The term "queen bee" is typically used to refer to an adult, mated female that lives in a honey bee colony or hive; she is usually the mother of most, if not all, of the bees in the beehive. The queens are developed from larvae selected by worker bees and specially fed in order to become sexually mature. There is normally only one adult, mated queen in a hive, in which case the bees will usually follow and fiercely protect her.
The term "queen bee" can be more generally applied to any dominant reproductive female in a colony of a eusocial bee species other than honey bees. However, as in the Brazilian stingless bee Schwarziana quadripunctata, a single nest may have multiple queens or even dwarf queens, ready to replace a dominant queen in a case of sudden death.
Video Queen bee
Development
When conditions are favorable for swarming, the queen will start laying eggs in queen cups. A virgin queen will develop from a fertilized egg. The young queen larva develops differently because it is more heavily fed royal jelly, a protein-rich secretion from glands on the heads of young workers. If not for being heavily fed royal jelly, the queen larva would have developed into a regular worker bee. All bee larvae are fed some royal jelly for the first few days after hatching but only queen larvae are fed on it exclusively. As a result of the difference in diet, the queen will develop into a sexually mature female, unlike the worker bees.
Queens are raised in specially constructed queen cells. The fully constructed queen cells have a peanut-like shape and texture. Queen cells start out as queen cups. Queen cups are larger than the cells of normal brood comb and are oriented vertically instead of horizontally. Worker bees will only further build up the queen cup once the queen has laid an egg in a queen cup. In general, the old queen starts laying eggs into queen cups when conditions are right for swarming or supersedure. Swarm cells hang from the bottom of a frame while supersedure queens or emergency queens are generally raised in cells built out from the face of a frame.
::::
### EXERCISE DESCRIPTION
Reproduce the queen bee text word for word from "Queens are raised" to "of a frame.".
::::
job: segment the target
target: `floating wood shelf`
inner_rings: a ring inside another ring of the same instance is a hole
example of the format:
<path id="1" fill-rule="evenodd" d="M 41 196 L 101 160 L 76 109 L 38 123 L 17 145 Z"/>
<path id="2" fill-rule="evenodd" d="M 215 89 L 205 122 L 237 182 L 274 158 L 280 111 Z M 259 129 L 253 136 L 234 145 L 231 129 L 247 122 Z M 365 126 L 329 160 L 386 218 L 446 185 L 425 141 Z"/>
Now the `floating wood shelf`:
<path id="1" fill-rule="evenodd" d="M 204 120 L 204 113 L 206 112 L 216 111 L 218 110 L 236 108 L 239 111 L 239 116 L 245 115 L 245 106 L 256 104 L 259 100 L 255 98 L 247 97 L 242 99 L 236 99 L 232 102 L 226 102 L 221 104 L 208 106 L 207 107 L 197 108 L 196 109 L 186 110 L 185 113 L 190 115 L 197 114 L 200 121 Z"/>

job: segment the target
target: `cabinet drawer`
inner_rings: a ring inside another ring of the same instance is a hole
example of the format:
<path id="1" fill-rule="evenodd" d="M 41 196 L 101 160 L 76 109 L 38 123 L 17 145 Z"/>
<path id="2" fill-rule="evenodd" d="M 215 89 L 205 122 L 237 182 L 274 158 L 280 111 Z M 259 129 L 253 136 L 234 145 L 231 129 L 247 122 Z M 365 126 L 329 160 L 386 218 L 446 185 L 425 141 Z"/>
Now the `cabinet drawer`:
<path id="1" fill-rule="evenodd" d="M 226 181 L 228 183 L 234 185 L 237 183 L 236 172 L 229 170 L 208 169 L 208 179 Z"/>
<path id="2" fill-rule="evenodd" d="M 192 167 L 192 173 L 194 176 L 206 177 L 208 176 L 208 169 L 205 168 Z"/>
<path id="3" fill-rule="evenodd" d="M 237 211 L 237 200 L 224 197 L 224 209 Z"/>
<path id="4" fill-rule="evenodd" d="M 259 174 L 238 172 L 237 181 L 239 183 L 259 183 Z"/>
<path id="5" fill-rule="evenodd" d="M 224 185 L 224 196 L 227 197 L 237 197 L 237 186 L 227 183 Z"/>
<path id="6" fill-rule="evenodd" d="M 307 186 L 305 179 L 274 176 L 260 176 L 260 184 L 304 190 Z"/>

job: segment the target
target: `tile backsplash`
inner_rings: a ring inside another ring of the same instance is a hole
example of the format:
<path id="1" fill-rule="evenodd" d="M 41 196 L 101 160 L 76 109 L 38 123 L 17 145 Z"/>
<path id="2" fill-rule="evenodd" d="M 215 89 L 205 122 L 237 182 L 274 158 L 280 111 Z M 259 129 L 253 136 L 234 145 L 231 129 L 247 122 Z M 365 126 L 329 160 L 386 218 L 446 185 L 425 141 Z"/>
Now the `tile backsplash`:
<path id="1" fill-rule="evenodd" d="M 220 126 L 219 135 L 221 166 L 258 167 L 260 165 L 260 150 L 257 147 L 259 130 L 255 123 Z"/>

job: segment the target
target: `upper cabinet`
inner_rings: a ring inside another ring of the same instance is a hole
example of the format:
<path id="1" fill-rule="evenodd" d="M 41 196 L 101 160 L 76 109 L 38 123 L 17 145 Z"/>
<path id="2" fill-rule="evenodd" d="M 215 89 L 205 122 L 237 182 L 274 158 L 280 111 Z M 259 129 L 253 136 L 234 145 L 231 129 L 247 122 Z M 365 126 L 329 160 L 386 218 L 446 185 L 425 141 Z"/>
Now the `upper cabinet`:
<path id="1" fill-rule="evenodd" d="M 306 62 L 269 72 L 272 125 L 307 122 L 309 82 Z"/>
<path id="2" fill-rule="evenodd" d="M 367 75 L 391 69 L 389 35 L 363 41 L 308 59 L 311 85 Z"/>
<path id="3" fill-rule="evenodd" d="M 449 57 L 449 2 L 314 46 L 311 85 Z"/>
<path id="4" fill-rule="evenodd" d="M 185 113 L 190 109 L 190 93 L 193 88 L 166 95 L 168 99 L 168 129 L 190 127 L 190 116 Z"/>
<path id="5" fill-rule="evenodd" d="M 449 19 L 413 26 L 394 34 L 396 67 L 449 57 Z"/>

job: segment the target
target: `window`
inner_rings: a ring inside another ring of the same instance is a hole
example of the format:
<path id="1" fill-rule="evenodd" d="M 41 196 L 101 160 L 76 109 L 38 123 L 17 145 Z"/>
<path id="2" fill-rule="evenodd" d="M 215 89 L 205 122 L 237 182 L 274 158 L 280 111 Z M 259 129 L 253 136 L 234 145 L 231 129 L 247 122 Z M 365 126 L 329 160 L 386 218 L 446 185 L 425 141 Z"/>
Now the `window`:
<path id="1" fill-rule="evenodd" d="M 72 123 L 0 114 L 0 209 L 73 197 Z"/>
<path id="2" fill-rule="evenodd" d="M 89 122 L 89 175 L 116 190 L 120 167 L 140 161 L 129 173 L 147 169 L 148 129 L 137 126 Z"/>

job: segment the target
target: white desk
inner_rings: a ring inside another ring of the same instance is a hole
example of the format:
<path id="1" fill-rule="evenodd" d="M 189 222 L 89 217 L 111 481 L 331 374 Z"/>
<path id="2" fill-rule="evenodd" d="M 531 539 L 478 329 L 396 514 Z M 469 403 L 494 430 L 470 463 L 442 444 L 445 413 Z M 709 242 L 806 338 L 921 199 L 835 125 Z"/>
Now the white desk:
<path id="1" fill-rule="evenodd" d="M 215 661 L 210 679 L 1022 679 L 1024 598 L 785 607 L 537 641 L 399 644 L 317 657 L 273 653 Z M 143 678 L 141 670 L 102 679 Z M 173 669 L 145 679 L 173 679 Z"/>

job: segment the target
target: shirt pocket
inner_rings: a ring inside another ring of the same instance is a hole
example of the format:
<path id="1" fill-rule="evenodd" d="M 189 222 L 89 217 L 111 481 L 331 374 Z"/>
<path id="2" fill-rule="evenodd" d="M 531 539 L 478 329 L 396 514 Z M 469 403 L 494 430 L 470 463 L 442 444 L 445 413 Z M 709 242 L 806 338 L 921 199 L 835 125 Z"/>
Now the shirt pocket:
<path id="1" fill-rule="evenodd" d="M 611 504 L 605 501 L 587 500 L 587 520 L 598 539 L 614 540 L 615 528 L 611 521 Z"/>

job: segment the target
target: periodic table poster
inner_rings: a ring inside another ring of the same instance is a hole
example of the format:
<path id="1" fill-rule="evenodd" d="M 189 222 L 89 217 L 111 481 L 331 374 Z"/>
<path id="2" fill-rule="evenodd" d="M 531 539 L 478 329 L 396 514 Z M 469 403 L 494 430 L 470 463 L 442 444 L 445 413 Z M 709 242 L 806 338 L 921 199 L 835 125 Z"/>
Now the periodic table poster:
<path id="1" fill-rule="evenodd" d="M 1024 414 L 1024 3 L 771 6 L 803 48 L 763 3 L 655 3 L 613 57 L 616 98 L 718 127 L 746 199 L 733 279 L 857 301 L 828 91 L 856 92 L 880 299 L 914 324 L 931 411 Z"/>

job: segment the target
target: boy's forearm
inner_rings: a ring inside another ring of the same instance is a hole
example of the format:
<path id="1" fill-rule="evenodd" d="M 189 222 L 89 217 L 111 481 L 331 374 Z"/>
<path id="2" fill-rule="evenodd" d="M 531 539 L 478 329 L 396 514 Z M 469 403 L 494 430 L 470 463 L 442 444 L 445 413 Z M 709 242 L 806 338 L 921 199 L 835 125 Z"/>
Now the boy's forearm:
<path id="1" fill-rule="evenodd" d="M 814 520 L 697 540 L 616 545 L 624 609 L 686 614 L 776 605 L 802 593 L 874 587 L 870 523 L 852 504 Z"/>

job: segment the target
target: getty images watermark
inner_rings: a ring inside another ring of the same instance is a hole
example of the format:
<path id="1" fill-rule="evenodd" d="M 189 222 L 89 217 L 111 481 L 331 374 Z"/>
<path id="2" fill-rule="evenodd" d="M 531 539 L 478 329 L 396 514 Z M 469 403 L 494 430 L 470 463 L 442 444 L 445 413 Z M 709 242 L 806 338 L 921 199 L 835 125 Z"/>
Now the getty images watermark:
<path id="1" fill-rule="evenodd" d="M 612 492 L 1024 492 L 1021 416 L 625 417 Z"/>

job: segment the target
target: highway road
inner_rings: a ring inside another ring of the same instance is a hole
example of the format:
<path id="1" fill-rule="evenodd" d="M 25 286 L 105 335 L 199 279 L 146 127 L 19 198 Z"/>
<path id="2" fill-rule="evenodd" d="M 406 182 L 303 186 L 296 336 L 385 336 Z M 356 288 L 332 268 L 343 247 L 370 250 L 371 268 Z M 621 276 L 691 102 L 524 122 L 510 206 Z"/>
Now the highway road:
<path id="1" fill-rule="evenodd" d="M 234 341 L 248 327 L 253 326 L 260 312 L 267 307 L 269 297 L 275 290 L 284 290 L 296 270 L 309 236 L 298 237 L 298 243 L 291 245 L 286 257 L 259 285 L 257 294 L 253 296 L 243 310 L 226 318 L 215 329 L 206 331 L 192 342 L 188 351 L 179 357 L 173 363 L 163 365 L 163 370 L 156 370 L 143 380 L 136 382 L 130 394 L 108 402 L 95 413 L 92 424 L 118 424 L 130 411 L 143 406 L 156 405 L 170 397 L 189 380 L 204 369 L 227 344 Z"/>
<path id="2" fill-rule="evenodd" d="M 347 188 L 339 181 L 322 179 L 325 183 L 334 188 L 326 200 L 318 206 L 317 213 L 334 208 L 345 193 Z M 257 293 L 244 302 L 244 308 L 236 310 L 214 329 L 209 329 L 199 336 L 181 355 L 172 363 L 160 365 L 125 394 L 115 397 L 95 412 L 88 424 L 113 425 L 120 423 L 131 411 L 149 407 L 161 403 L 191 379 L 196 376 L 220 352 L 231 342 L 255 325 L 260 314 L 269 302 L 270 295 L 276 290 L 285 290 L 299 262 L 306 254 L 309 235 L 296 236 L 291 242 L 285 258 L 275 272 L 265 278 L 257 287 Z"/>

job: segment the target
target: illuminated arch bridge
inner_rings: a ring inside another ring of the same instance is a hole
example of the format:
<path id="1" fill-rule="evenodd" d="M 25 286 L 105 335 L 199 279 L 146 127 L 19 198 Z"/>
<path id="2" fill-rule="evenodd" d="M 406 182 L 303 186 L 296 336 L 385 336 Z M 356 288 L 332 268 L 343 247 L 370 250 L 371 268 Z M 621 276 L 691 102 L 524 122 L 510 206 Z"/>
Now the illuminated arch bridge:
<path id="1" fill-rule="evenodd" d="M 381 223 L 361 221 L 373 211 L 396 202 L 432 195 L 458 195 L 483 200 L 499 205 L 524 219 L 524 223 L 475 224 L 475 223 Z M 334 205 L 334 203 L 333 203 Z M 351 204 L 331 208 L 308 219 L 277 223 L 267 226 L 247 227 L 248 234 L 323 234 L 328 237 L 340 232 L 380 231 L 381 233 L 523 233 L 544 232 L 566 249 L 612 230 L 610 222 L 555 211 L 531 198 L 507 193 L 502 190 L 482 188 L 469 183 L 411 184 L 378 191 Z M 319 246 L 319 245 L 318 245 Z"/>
::::
### TASK RESULT
Queens are raised in specially constructed queen cells. The fully constructed queen cells have a peanut-like shape and texture. Queen cells start out as queen cups. Queen cups are larger than the cells of normal brood comb and are oriented vertically instead of horizontally. Worker bees will only further build up the queen cup once the queen has laid an egg in a queen cup. In general, the old queen starts laying eggs into queen cups when conditions are right for swarming or supersedure. Swarm cells hang from the bottom of a frame while supersedure queens or emergency queens are generally raised in cells built out from the face of a frame.